* To be done:
[1] In the passage on add9 chords, which note is the 9th when the chord is built on C?
[2] Continue the passage on add9 chords from its final sentence.

An add9 chord is a plain major triad with the 9th stacked on top — and, crucially, no 7th. The 9th is the same note as the 2nd, raised an octave: adding it without the 7th keeps the bright, open sound of the major chord while sprinkling a shimmering, slightly unresolved colour on top. That "add" in the name is the giveaway — it means the 9th is added directly to the triad, skipping the 7th that a true 9th chord would include.
Applied to C: C (root) – E (major 3rd) – G (perfect 5th) – D (9th). Applied to G: G – B – D – A. Applied to E: E – G# – B – F#.
About Add9 Chords on Guitar
The add9 chord is one of the easiest ways to make a plain major chord sound richer and more modern. It is built by taking a major triad and adding the 9th (the 2nd, an octave up) — without the 7th that a full ninth chord would require. The result is a bright, ringing, slightly dreamy sound that has become a staple of pop, rock, folk, and worship music. The open Cadd9 and Gadd9 shapes in particular are everywhere in acoustic guitar — the G → Cadd9 move is one of the most-played transitions in all of strumming. Because the chord keeps the major 3rd, it stays firmly "happy," but the added 9th lends it an airy, unresolved shimmer that a straight major chord lacks.

Dataset excerpt:
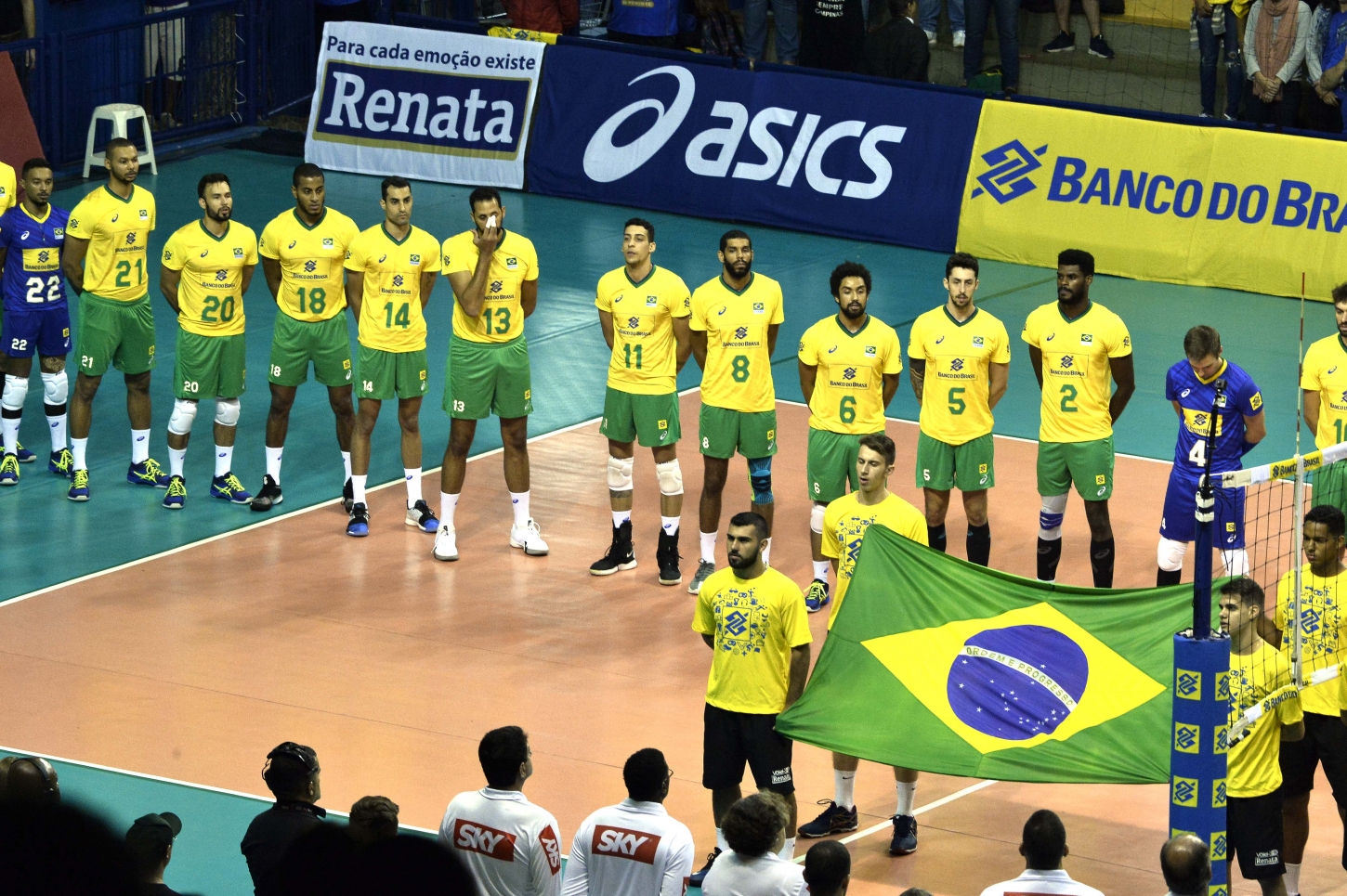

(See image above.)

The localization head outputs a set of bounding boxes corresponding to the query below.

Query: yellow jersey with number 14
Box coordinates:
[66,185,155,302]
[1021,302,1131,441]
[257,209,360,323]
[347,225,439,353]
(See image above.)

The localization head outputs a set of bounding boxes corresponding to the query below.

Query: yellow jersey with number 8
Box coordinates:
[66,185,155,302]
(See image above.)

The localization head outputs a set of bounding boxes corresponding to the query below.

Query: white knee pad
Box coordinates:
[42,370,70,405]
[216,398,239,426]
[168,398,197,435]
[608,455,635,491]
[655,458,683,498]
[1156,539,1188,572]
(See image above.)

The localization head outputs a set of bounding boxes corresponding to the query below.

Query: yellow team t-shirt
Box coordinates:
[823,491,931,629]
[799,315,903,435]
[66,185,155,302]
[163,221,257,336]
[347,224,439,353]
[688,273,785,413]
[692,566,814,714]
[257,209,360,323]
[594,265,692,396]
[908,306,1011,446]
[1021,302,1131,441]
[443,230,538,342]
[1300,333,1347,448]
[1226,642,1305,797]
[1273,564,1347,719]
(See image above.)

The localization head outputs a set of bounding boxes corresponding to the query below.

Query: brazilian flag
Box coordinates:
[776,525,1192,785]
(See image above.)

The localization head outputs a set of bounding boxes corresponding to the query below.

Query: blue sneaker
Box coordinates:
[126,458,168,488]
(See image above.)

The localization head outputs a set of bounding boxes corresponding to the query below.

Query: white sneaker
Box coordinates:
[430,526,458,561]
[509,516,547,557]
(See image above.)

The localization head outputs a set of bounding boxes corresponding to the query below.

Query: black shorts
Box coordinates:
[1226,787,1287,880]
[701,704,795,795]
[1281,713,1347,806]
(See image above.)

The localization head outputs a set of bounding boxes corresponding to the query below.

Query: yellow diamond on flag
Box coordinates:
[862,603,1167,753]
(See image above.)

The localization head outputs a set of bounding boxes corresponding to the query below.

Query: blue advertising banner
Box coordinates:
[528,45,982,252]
...
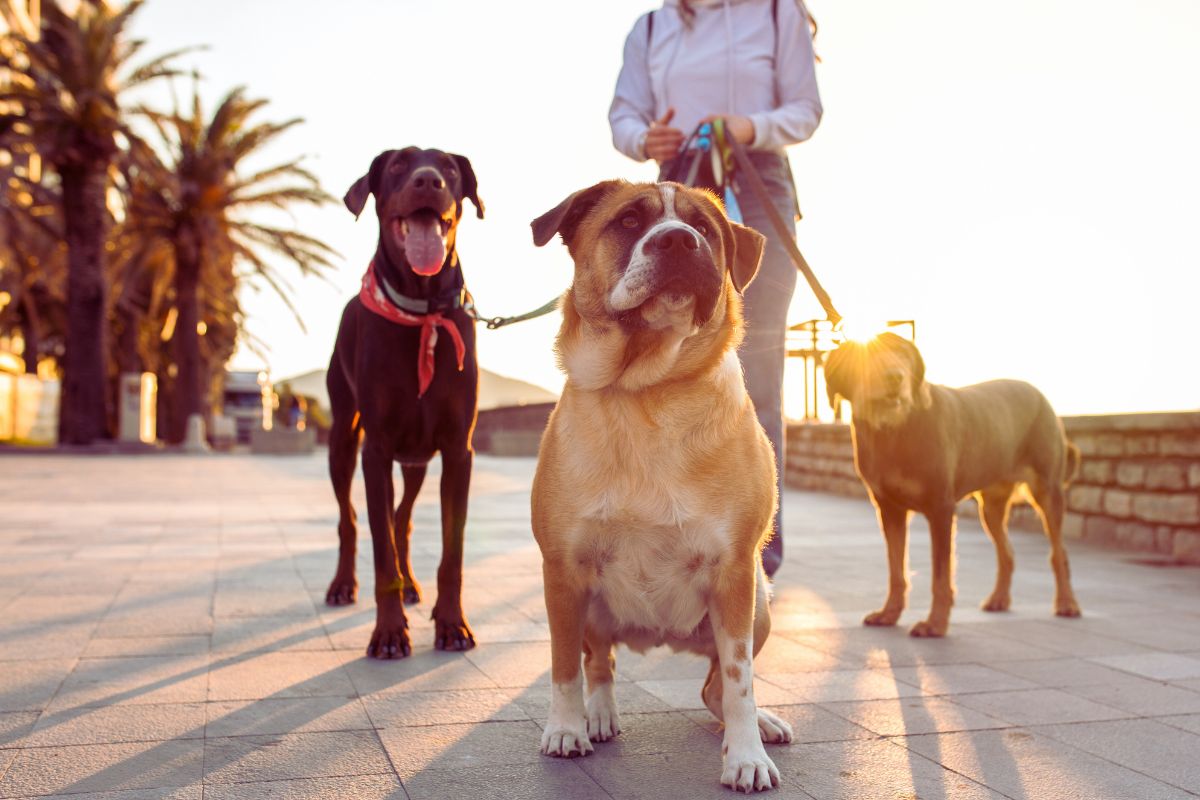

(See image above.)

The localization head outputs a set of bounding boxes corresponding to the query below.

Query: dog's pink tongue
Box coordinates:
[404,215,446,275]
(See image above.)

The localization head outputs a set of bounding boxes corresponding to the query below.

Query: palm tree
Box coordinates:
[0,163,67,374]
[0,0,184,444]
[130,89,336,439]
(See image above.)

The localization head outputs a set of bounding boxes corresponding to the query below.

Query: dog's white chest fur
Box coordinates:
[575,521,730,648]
...
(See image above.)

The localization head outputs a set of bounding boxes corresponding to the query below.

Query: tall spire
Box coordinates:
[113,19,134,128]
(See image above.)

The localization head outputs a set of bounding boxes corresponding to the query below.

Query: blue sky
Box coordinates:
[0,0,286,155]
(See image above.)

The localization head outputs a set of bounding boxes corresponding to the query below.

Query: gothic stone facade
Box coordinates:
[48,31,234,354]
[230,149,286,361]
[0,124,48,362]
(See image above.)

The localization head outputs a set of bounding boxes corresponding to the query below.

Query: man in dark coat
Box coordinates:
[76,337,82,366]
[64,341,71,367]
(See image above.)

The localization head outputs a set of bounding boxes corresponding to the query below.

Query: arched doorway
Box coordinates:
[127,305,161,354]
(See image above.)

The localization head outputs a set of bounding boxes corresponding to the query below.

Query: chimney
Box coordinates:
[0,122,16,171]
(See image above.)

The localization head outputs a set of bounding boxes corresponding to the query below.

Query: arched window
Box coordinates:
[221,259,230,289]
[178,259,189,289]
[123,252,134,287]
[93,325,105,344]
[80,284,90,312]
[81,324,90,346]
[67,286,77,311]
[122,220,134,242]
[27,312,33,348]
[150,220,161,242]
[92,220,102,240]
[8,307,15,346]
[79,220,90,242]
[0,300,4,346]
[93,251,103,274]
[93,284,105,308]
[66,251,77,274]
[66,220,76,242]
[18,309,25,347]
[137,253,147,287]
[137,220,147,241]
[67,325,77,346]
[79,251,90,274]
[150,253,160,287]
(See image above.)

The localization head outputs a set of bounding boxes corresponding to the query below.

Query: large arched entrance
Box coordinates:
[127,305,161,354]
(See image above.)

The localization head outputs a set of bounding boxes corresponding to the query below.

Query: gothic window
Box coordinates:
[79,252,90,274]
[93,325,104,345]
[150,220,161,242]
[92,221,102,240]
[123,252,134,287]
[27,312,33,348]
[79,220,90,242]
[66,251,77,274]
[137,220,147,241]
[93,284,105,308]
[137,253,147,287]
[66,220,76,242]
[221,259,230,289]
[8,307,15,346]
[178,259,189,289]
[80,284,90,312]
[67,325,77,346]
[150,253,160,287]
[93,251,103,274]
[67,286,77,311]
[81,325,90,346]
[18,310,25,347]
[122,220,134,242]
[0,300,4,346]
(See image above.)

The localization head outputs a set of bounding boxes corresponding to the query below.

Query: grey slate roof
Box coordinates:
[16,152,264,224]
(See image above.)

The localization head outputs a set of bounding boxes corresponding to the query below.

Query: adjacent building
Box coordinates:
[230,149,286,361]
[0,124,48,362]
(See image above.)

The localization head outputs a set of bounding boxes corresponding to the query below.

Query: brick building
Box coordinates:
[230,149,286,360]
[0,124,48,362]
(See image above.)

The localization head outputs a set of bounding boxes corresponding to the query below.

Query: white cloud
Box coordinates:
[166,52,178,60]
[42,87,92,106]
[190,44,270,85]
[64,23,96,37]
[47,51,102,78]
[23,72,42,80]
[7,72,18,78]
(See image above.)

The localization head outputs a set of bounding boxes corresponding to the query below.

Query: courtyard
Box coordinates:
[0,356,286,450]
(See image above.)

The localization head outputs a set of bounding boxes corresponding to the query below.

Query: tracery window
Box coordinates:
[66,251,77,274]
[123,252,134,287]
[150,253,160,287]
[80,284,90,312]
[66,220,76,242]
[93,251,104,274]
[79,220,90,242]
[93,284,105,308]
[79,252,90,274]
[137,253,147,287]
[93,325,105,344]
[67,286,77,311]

* Task answers:
[1] D

[2]
- 01Built from 4 notes: root, major 3rd, perfect 5th, major 9th (formula 1 – 3 – 5 – 9)
- 02Bright, open, shimmering sound — a major chord with an extra sparkle
- 03Contains no 7th — this is what separates "add9" from a true "9" chord (which stacks the ♭7 underneath the 9th)
- 04Cadd9 (x32033) and Gadd9 are open-string staples of acoustic, folk, and worship guitar
- 05The G → Cadd9 transition is one of the most common moves in strumming — the two shapes share fingers
- 06Written with "add9" after the root letter: Cadd9, Gadd9, Dadd9 — never just "C9"
- 07Distinct from C9 (a dominant 9th: 1 – 3 – 5 – ♭7 – 9) and Cadd2 (the same notes named from the 2nd rather than the 9th)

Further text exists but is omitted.